Virginia Ali (; born December 17, 1933) is an American business owner known for co-founding Ben's Chili Bowl in Washington, D.C.

Early life 
Ali was born on December 17, 1933, and is of African American and Native American descent. She was raised in rural Virginia and was educated in a segregated school system. She moved with her family to Washington, D.C., in the 1950s.

Career 
After moving to Washington, Ali worked as a teller at Industrial Bank, a historic Black owned business. It was there that she met husband Ben Ali when he visited the bank to deposit money from a local restaurant where he worked. 

Ali and Ben opened Ben's Chili Bowl on U Street in Washington, D.C., on August 22, 1958. Many famous entertainers frequented the family-run restaurant, in the heart of the Shaw neighborhood. The restaurant became a favorite late-night gathering place for the likes of Duke Ellington, Dinah Washington and Redd Foxx. Martin Luther King Jr., Jesse Jackson, and Stokely Carmichael often ate together at the Chili Bowl.

:::

Reproduce the passage of the Virginia Ali biography above from "Virginia Ali (;" up to and including "where he worked.".

RECORDS PROVIDED >>
:::

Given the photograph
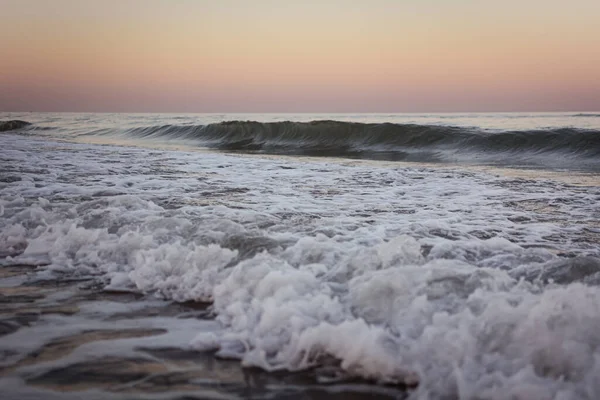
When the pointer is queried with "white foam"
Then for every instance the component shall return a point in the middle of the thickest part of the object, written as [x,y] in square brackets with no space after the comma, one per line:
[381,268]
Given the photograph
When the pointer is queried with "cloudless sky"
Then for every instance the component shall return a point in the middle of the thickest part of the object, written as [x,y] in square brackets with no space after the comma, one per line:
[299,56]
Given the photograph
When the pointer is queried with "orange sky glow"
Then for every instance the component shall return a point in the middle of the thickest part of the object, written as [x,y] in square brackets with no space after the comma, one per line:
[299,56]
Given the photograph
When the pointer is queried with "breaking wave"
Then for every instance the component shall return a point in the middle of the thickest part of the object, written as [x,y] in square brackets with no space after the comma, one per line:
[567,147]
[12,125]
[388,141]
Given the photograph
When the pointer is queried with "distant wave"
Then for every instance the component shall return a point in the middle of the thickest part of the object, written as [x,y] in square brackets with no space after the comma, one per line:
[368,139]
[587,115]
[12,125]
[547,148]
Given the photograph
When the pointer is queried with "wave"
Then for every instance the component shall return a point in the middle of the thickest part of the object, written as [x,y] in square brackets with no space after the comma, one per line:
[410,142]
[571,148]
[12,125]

:::

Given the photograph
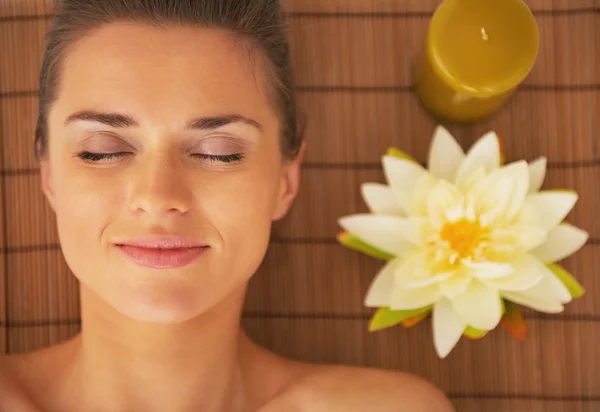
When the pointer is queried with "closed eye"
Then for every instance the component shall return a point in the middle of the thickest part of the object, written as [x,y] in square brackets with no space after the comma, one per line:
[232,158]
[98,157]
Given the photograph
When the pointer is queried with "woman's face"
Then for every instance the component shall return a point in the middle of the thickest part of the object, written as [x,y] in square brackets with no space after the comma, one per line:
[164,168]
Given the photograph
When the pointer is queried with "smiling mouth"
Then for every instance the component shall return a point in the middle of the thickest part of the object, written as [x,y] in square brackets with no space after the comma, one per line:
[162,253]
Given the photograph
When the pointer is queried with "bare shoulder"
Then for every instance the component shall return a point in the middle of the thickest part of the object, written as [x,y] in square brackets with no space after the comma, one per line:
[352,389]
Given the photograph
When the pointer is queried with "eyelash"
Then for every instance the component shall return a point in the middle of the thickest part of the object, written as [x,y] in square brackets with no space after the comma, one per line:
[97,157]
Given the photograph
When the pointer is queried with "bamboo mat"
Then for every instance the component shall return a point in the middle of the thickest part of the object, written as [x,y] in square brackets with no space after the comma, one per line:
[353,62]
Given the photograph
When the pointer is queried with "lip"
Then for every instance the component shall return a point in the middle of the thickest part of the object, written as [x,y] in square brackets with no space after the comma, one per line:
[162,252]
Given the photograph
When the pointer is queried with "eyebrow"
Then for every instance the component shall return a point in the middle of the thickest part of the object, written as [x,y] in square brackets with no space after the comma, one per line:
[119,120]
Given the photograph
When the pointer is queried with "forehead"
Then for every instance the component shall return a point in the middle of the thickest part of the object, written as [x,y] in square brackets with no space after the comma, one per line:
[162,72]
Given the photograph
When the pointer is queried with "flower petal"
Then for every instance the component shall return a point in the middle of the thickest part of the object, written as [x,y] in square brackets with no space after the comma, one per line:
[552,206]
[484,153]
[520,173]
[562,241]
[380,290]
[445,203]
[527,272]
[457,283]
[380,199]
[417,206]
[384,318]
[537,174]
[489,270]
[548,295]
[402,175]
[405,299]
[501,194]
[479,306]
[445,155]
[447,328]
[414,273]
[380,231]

:::

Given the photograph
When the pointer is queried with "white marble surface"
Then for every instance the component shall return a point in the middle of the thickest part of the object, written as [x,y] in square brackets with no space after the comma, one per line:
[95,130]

:::

COMPLETE RESPONSE >>
Virginia Ali (; born December 17, 1933) is an American business owner known for co-founding Ben's Chili Bowl in Washington, D.C.

Early life 
Ali was born on December 17, 1933, and is of African American and Native American descent. She was raised in rural Virginia and was educated in a segregated school system. She moved with her family to Washington, D.C., in the 1950s.

Career 
After moving to Washington, Ali worked as a teller at Industrial Bank, a historic Black owned business. It was there that she met husband Ben Ali when he visited the bank to deposit money from a local restaurant where he worked.